Acropora grandis is a colonial species of staghorn coral that can grow into a large clump as much as 7 m across. In shallow water it tends to grow as a prostrate, tangled bush with thick branches but in deeper water it has a more upright and open structure. The radial corallites are varied in shape and size and those near the tips of the branches are tubular and elongated. The general colour is usually reddish-brown but can be various shades of blue, green or purple. The branch tips are a paler colour, have multiple axial corallites and are fragile and easily damaged. The polyps usually have twelve tentacles, one of which is elongated, and are connected together inside the skeleton by a maze of interconnecting channels.

==Distribution and habitat==
Acropora grandis is found in shallow water in the western Indo-Pacific. Its range includes Madagascar, Mozambique, the Red Sea, Mauritius, Malaysia, Indonesia, New Guinea and the Great Barrier Reef. It grows in various reef locations but is more common on the upper slopes and in lagoons. The depth range is 5 to 15 m and it favours a well-lit site with a strong current.

==Biology==
Acropora grandis is a zooxanthellate species of coral. This means that it has symbiotic dinoflagellates living within its tissues. These photosynthetic microalgae, combined with pigments in the tissue, are responsible for the colour of the colony and provide a proportion of its nutritional needs.

Acropora grandis liberates its gametes into the sea where fertilisation takes place. Synchronised spawning takes place, and in the part of its range in the Northern Hemisphere, this is four or five days after the full moon. The larvae are planktonic and drift with the currents before settling on the seabed to start a new colony.

When fragments of Acropora grandis were planted into a mid-water nursery bed, over 95% survived and these were later transplanted onto a reef at Phi Phi Islands, Thailand that had been devastated by the 2004 Indian Ocean Tsunami. This was successful and showed that damaged reefs can be regenerated with the help of fast-growing corals.

__EXERCISE TASKS__:
1. Answer these questions using the passage on Acropora grandis:
(a) How far across can a clump of this coral grow?
(b) What is its depth range?
(c) In the Northern Hemisphere part of its range, when does synchronized spawning take place?
2. Reproduce the part of the passage on Acropora grandis starting at "Acropora grandis liberates" and ending at "of fast-growing corals.".
These entries have no connection to the coral passage above.

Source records

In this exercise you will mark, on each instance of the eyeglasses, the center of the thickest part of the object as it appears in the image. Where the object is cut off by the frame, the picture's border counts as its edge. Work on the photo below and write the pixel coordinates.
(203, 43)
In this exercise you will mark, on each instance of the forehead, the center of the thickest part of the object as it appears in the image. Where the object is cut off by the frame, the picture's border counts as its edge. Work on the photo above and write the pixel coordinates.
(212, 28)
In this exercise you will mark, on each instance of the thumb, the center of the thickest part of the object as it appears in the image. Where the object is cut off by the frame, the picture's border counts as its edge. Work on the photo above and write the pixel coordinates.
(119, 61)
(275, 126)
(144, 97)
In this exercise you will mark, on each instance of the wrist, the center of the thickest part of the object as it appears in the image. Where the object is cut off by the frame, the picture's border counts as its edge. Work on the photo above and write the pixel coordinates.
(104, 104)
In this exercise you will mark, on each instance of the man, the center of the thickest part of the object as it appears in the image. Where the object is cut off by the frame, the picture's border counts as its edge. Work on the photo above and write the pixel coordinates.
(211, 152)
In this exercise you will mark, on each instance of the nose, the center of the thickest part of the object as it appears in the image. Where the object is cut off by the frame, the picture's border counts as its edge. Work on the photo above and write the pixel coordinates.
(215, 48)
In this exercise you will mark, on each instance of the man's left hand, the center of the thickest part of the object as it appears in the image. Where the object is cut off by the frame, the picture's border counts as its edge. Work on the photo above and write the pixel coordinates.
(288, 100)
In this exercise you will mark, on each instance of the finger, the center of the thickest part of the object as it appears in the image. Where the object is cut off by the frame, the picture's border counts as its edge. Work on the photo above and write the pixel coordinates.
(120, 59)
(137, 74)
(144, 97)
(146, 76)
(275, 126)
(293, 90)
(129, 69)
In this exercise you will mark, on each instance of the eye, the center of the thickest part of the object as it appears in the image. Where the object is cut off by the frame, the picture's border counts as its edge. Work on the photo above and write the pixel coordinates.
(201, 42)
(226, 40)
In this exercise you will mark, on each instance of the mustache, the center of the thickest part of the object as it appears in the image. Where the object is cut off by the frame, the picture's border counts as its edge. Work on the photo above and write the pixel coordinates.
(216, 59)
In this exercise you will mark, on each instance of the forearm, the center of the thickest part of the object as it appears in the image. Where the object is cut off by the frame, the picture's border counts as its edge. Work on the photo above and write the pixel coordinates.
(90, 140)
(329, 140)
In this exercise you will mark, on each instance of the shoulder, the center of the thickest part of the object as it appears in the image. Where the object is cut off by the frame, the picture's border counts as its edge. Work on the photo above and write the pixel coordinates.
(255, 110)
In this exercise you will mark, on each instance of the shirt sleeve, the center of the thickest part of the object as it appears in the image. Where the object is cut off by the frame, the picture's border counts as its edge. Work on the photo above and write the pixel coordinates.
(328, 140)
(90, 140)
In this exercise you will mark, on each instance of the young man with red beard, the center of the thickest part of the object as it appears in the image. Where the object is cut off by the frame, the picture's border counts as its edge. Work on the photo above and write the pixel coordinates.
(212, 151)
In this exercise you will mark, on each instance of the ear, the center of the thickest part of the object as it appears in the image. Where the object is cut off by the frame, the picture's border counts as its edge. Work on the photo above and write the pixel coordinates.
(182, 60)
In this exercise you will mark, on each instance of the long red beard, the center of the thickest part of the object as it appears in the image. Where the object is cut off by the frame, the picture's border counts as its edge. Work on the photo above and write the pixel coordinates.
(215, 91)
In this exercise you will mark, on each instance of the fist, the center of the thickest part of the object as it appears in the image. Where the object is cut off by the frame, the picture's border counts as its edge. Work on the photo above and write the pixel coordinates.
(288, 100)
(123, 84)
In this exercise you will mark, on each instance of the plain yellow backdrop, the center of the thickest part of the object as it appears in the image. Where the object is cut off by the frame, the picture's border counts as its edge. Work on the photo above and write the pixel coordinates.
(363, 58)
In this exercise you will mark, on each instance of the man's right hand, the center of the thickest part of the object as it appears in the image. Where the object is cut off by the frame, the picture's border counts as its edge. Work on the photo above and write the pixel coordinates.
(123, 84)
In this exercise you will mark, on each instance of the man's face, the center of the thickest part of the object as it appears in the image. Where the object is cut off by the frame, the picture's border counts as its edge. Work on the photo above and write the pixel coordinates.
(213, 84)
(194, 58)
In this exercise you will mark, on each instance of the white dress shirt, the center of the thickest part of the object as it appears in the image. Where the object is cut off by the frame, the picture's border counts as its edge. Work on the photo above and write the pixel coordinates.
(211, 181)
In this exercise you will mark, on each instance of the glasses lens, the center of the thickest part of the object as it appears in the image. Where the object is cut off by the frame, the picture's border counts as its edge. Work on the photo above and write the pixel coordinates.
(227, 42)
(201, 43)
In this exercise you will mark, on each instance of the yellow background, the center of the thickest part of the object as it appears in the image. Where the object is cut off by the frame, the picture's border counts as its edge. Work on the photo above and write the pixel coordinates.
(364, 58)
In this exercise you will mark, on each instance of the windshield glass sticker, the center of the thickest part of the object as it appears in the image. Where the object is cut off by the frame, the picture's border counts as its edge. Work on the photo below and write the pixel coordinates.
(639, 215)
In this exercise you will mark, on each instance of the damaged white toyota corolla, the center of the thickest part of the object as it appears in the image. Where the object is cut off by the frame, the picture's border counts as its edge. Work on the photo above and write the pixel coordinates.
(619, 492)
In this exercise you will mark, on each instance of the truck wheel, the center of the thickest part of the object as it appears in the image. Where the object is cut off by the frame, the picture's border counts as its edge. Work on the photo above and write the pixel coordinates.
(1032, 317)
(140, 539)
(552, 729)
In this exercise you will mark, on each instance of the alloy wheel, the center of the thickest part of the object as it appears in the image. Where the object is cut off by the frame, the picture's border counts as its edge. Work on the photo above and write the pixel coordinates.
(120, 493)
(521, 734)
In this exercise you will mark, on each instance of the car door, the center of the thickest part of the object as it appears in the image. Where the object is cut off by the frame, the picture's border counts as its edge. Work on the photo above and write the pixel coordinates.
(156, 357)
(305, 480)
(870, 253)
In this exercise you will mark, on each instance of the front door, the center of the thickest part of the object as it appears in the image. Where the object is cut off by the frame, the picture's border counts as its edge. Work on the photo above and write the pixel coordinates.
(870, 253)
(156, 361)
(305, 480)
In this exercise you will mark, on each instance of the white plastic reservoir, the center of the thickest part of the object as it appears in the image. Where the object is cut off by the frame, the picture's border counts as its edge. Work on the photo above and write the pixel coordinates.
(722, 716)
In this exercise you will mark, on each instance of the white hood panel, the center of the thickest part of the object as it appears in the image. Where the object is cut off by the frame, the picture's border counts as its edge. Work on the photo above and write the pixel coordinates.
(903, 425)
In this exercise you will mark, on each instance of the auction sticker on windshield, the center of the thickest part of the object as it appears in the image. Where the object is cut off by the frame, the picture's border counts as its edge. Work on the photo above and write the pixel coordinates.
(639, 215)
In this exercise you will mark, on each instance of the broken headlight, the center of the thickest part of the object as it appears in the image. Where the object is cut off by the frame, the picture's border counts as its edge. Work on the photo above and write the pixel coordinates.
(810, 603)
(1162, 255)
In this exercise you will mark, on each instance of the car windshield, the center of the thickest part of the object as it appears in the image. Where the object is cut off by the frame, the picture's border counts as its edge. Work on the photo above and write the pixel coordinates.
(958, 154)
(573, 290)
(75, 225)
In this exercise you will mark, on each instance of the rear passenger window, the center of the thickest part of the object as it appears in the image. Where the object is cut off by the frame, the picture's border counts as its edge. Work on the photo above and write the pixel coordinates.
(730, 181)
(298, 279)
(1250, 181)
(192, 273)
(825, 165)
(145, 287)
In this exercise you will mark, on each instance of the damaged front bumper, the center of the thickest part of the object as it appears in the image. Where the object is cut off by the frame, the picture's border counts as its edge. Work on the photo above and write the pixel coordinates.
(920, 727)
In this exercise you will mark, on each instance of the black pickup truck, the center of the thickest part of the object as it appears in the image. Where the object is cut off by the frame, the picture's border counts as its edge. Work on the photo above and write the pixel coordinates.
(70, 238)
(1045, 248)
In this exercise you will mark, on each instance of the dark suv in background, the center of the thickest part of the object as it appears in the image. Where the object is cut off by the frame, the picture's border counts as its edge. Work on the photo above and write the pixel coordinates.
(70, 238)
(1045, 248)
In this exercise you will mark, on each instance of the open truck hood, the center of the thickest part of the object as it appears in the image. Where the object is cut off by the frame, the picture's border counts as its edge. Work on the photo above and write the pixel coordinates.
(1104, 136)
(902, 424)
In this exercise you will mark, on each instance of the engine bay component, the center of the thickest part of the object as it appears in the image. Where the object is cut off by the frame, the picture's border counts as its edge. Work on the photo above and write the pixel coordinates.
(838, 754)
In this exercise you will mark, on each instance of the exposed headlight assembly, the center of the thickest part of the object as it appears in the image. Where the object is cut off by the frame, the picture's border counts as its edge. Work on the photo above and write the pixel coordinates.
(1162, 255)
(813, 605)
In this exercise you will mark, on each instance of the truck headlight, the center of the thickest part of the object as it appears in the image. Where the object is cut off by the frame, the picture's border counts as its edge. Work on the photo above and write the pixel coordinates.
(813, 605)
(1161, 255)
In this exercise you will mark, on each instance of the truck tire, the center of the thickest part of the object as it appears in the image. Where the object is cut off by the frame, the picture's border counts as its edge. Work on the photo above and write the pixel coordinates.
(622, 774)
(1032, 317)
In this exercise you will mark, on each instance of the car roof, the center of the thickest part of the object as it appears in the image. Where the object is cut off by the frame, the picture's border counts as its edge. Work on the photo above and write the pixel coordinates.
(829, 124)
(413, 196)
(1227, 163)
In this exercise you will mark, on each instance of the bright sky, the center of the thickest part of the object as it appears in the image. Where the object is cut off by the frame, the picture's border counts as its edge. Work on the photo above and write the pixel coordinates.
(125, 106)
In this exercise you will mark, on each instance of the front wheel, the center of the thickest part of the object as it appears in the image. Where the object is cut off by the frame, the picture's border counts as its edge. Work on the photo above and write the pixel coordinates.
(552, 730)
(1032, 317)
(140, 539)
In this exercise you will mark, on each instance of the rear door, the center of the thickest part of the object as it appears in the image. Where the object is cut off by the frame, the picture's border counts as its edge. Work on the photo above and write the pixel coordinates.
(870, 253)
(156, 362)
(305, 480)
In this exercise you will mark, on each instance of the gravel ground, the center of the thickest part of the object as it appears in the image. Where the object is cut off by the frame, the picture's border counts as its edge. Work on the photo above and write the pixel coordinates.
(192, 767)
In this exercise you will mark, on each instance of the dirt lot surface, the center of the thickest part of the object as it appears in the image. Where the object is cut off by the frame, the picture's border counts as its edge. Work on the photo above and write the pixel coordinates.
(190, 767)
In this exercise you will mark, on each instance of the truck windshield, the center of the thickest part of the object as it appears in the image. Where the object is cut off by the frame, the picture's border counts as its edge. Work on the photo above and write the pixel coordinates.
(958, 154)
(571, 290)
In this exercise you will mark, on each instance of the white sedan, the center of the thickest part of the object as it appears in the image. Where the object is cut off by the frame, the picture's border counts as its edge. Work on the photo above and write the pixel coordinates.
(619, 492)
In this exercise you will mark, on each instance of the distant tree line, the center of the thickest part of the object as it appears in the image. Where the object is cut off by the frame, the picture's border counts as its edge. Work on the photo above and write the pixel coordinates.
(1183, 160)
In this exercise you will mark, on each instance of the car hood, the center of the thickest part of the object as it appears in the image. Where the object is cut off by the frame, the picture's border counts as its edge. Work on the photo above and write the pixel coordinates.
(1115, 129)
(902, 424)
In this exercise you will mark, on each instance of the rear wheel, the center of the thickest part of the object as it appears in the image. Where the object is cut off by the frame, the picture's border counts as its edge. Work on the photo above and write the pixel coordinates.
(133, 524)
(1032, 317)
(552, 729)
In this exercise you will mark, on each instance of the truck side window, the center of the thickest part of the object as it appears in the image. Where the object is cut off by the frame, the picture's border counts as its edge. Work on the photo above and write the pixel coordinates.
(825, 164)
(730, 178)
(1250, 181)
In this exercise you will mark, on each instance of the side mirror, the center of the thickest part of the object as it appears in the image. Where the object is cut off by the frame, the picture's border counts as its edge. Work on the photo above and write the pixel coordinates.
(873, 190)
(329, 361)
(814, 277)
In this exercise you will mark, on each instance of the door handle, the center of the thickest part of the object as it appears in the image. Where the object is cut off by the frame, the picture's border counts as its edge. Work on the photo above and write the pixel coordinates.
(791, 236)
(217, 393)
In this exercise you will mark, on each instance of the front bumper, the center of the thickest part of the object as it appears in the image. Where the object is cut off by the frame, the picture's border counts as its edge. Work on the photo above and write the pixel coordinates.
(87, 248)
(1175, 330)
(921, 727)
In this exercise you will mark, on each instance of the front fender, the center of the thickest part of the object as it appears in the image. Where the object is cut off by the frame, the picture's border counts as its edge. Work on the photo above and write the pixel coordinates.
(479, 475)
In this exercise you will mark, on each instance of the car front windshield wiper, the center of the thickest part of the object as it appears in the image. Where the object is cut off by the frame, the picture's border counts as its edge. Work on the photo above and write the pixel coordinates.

__SOLUTIONS BELOW__:
1.
(a) As much as 7 m across.
(b) 5 to 15 m.
(c) Four or five days after the full moon.

2.
Acropora grandis liberates its gametes into the sea where fertilisation takes place. Synchronised spawning takes place, and in the part of its range in the Northern Hemisphere, this is four or five days after the full moon. The larvae are planktonic and drift with the currents before settling on the seabed to start a new colony.

When fragments of Acropora grandis were planted into a mid-water nursery bed, over 95% survived and these were later transplanted onto a reef at Phi Phi Islands, Thailand that had been devastated by the 2004 Indian Ocean Tsunami. This was successful and showed that damaged reefs can be regenerated with the help of fast-growing corals.